## Exercise brief:
In the article on synthetic biology and invasive species, what share of the world's islands have a problem with mice?

## Passage:
════════════════════

The film Jurassic Park (1993) made human beings dream of the possibility of resurrecting species. Almost three decades later, synthetic biology is nearly here — not to rescue extinct dinosaurs, but to exterminate harmful animals.
Steven Spielberg’s blockbuster film set the action on an imaginary island in Costa Rica (though it was inspired by Cocos Island).
And it is precisely on an island where the first scientific experiments could one day occur, perhaps in the next decade, according to experts and activists at the World Conservation Congress.
80% of the islands in the world share the same problem: mice. They infest crops, eat bird eggs and endanger the fragile local ecosystem.
For more than 25 years, the organization Island Conservation has been dedicated to eradicating invasive species, explains Royden Saah, representative of the organization at the Marseille congress, to AFP.
One of its latest successes was in two of the Galapagos Islands, North Seymour and the islet of Mosquera, using drones and baits. But it is an expensive and uncertain task, and the use of rodenticides can cause collateral damage.
“Should we create a genetically modified mouse so that its future generations are exclusively male (or female)?” asks Island Conservation on its website.
Saah coordinates a team of researchers, GBIRd, with institutions in the United States, Australia and New Zealand.
“We don’t have the mouse yet” the conservation scientist says. But “if we don’t investigate, we won’t be able to know the potential of this technology.”
Saah points out that scientists will only perform experiments in countries interested in the technology.
With synthetic biology coming ever-closer to reality, the more than 1,400 members of the International Union for Conservation of Nature (IUCN) four years ago created a working group on the issue.
The result is a Charter of Principles on the use of synthetic biology (which includes genetic engineering) that must be voted on this week in Marseille.

════════════════════

[Dataset entries]
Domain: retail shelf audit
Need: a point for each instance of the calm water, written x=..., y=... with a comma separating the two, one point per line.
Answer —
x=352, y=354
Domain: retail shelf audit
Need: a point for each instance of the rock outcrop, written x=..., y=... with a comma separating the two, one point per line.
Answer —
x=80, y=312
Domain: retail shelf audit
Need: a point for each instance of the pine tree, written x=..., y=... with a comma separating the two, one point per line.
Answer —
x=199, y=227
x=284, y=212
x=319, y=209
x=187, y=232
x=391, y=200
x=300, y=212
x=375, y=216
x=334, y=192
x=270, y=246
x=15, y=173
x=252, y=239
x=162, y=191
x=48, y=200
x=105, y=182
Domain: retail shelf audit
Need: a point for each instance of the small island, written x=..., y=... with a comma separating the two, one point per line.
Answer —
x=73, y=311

════════════════════

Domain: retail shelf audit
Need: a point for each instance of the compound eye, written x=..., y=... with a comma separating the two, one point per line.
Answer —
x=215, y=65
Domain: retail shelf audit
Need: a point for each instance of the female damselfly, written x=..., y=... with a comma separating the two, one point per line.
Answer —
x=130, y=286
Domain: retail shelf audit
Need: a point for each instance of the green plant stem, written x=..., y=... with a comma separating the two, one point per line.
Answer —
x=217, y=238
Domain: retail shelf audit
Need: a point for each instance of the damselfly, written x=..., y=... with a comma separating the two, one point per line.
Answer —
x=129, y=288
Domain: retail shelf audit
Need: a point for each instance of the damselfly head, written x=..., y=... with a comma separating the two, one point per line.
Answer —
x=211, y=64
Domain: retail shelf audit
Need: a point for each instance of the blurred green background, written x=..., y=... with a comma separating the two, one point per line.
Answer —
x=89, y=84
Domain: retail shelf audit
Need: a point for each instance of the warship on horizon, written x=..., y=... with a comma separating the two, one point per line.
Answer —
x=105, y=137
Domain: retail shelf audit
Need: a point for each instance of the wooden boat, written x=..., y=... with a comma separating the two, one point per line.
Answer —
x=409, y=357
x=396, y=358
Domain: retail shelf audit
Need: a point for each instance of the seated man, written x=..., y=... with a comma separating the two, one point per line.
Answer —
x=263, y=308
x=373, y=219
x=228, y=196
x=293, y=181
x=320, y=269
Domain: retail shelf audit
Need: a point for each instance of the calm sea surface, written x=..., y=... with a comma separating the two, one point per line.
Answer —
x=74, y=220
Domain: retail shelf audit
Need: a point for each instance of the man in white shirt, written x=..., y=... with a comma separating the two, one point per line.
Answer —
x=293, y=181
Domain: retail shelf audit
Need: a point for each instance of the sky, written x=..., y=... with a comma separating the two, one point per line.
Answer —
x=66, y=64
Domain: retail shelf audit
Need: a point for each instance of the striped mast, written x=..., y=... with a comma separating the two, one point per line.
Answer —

════════════════════

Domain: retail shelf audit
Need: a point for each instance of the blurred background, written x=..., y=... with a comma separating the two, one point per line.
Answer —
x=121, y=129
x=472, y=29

════════════════════

## Exercise answer:
80%